[Collection entries]
* * * * *
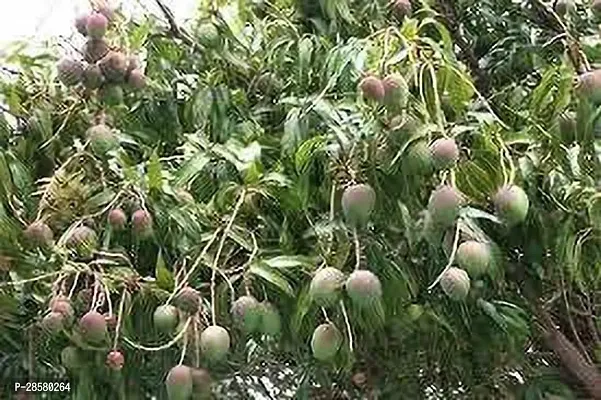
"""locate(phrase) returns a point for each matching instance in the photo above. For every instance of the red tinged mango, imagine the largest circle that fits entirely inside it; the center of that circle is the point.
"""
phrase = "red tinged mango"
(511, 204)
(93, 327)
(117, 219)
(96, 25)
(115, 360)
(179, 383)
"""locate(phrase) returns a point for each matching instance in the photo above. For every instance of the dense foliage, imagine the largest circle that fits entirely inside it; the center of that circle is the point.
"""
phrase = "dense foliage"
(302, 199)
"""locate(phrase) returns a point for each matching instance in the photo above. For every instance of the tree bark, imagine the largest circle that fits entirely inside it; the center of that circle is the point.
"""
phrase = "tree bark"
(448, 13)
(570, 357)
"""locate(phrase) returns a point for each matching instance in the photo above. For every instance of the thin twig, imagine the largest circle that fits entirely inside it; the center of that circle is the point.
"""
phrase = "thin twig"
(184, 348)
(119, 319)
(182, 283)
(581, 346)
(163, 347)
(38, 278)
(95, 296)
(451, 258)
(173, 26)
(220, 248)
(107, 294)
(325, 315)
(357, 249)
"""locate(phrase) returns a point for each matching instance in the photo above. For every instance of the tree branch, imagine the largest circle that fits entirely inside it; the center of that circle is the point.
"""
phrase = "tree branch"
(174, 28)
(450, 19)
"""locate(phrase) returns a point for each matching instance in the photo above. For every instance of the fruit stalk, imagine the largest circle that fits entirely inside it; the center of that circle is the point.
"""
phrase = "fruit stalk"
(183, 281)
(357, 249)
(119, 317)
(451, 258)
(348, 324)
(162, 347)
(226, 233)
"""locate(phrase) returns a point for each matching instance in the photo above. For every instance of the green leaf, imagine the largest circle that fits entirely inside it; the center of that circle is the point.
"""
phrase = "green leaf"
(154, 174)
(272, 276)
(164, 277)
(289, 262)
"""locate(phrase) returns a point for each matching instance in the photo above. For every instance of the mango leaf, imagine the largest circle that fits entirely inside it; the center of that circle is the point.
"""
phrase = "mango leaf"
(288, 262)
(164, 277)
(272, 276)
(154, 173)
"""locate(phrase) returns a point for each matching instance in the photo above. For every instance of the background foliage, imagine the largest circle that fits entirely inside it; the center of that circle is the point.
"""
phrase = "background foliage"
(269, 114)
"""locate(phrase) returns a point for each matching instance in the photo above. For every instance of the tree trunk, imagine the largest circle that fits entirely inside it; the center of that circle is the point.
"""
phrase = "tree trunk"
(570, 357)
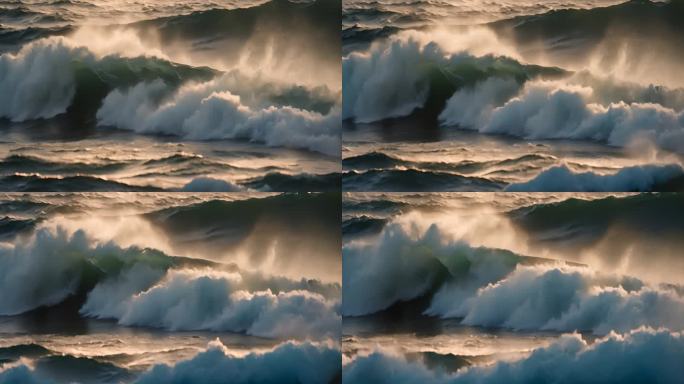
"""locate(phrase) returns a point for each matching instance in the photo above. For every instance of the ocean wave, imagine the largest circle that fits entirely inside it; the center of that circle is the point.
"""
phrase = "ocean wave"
* * * * *
* [Try it] Set down every record once more, word for word, without pictures.

* [Exercise answer]
"""locate(phrase) returns a point for each matching instance in the photo above. For every instance of the red tinged mango, imagine the largest circle that fits entirely inside it; the center of that circle is the point.
"""
phrase = "red tinged mango"
(511, 204)
(93, 327)
(117, 219)
(96, 25)
(115, 360)
(179, 383)
"""locate(phrase) returns a point for each matching instance in the photo above. For every instance of the dense foliage, imagine the largest circle that fits entirely inside it; the center of that circle is the point.
"""
phrase = "dense foliage"
(302, 199)
"""locate(phrase) returns a point for each matching instance in the photo above. For every instance of the tree bark, imagine the largest circle that fits entirely inside it; the center of that circle is the point.
"""
phrase = "tree bark"
(448, 13)
(570, 357)
"""locate(phrase) returns a point for each matching instance in the photo above. For every instance of the thin twig, imagine the largest circle that fits entirely inside it; the center of that circle is the point.
"""
phrase = "thin twig"
(184, 348)
(119, 319)
(182, 283)
(581, 346)
(163, 347)
(38, 278)
(95, 296)
(451, 258)
(173, 26)
(220, 248)
(107, 294)
(325, 315)
(357, 249)
"""locate(phrase) returns a point for each matching instance in the photo above. For every instance of the tree branch, imagine the largest circle that fits entirely inside it; the center of that circle is the point.
"""
phrase = "tree branch"
(174, 28)
(450, 19)
"""locate(phrase) returns a point for each matching instance in the photo above. For every instance of the fruit stalk, imagine the largest circle that fits entirely inside it; the center of that circle is the point.
"""
phrase = "fruit stalk"
(183, 281)
(357, 249)
(119, 317)
(451, 258)
(348, 324)
(162, 347)
(226, 233)
"""locate(phrase) returns a point for each matching instance in the photo above. For every instance of the green leaf, imagine the largest circle that fits entirely inside it; the center of that circle is the point.
"""
phrase = "green leaf"
(154, 174)
(272, 276)
(164, 277)
(289, 262)
"""locate(phrase) returns a point for each matching instance in the photo above. For every instance of the mango leaf, imagine the largest circle that fits entirely inside it; the center of that circle is the point.
"""
phrase = "mango leaf"
(288, 262)
(164, 277)
(272, 276)
(154, 173)
"""locate(phrase) returns a point for each matching instance in the photo above. For every instance of the background foliage, imagine the largest circle that fits entirely inside it; the center of that circle is the point.
"""
phrase = "background foliage"
(269, 114)
"""locate(phrase) returns a point for each matching instance in the photo above. For every instance of the tree trunk, imagine the largest circle that fits entirely inside it; the center of that circle is the point.
"""
phrase = "tree trunk"
(570, 357)
"""locate(phrase) returns a point for each matching instance in the photo above. For every instance of the ocean wave, imagine the largest circle that fits entirely inside it; the center of that circle is the point.
"""
phrase = "ocean wave"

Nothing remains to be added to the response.